REQUIRED TASKS →
• A. List every voice model name that the article about the Sky voice controversy says OpenAI introduced to GPT-4o.
• B. From the article about the Sky voice controversy, return the part that opens with the words containing "Understanding the Reference" and closes with "use her voice.".
• C. Summarize the article about the Sky voice controversy in two sentences.

SELECTED PASSAGE →
* * * * * * *

OpenAI's Latest Controversy: Scarlett Johansson Takes Legal Action for Unauthorized Voice Use

27 May 2024

This week, OpenAI introduced several new voice models to GPT-4o: Aiden, Ember, Zephyr, Orion, and Sky. However, the Sky voice model sparked controversy after actress Scarlett Johansson revealed that she was approached to license her voice for the new model but declined for “personal reasons.”

Johansson further reported that two days before the GPT-4o demonstration, Altman contacted her again, asking her to reconsider the proposal.

Before the actress could respond, the new feature was announced, followed by a post from Sam Altman on his X account (formerly Twitter) with the word “her.”


Understanding the Reference

In 2013, Scarlett Johansson voiced a bot in the movie “Her,” where a man falls in love with the generative model. Clearly, the Altman’s post was an allusion to the film and the actress’s voice, who had denied permission to use her voice.

The Controversy Grows

When the model was presented, what was anticipated by Altman’s post was confirmed. According to Johansson:

“Nine months later, my friends, family, and the general public all noticed how much the new ‘Sky’ system sounded like me. When I heard the released demonstration, I was shocked, angry, and disbelieving that Mr. Altman sought a voice that sounded so strangely like mine that my closest friends and media outlets couldn’t tell the difference.”

Scarlett then hired lawyers to contest the use of her voice by the Sky model. OpenAI denied that the model’s voice was based on the actress’s voice and apologized for the misunderstanding caused. The company stated:

“We believe AI voices should not deliberately mimic a celebrity’s distinctive voice — Sky’s voice is not an imitation of Scarlett Johansson and belongs to a different professional actress, using her own natural voice.”

Following this, the company announced that it would remove Sky’s voice from the list of available voices.

Timeline of Events

  • First Contact: Altman contacts Scarlett to use her voice; Scarlett declines.
  • Second Contact: Altman contacts her again months later.
  • Launch: Before Scarlett could respond, the model is launched; Altman posts “her” on X.

* * * * * * *

SOURCE MATERIAL →
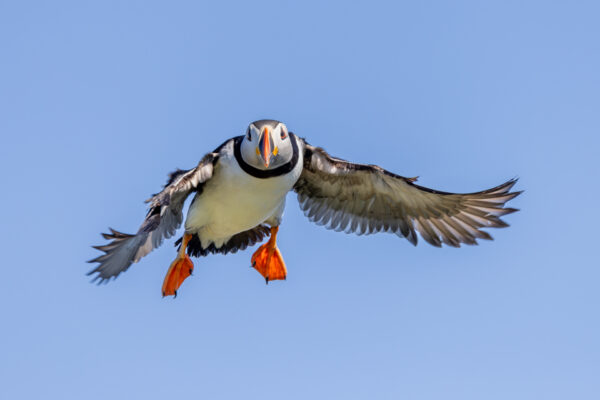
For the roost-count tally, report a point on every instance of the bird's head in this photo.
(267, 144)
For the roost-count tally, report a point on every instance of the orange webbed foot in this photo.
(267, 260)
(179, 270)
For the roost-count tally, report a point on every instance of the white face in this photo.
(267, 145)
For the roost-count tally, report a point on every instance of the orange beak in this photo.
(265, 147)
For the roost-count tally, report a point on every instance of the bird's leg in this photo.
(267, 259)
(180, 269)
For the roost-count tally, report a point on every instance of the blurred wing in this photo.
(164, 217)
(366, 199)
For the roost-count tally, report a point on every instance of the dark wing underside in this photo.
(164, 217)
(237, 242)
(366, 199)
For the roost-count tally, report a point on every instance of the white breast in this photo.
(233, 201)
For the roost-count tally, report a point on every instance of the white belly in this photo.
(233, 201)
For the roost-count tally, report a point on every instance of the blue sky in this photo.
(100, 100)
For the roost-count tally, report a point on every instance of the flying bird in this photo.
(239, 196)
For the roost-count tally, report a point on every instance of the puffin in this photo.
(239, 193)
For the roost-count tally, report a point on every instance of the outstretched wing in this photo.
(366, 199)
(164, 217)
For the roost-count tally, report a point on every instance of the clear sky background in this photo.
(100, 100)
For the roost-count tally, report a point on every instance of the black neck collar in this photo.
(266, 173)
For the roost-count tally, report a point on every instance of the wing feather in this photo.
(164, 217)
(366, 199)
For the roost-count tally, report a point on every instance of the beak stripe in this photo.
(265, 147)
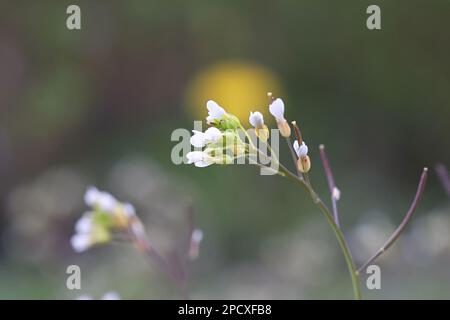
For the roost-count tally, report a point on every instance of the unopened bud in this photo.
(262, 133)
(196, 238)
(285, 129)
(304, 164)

* * * * * * *

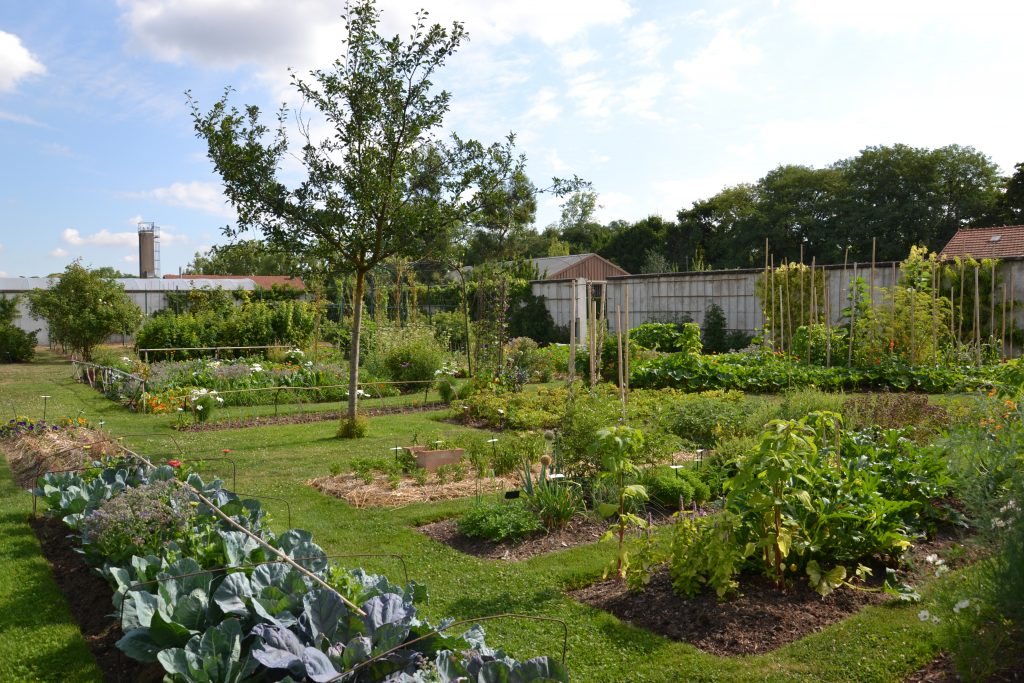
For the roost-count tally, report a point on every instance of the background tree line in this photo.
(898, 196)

* * * * * * *

RESPONSES FOR EACH TASK →
• A. Aiden, Ember, Zephyr, Orion, Sky

• B.
Understanding the Reference

In 2013, Scarlett Johansson voiced a bot in the movie “Her,” where a man falls in love with the generative model. Clearly, the Altman’s post was an allusion to the film and the actress’s voice, who had denied permission to use her voice.

• C. OpenAI added new voices to GPT-4o, and Scarlett Johansson, who had declined Altman's request to license her voice, said the Sky voice sounded strikingly like hers, after Altman had posted "her" on X in an allusion to the 2013 film in which she voiced a bot. She hired lawyers, and OpenAI denied that Sky was based on her voice, said it belonged to a different professional actress, apologized for the misunderstanding, and announced it would remove Sky from the available voices.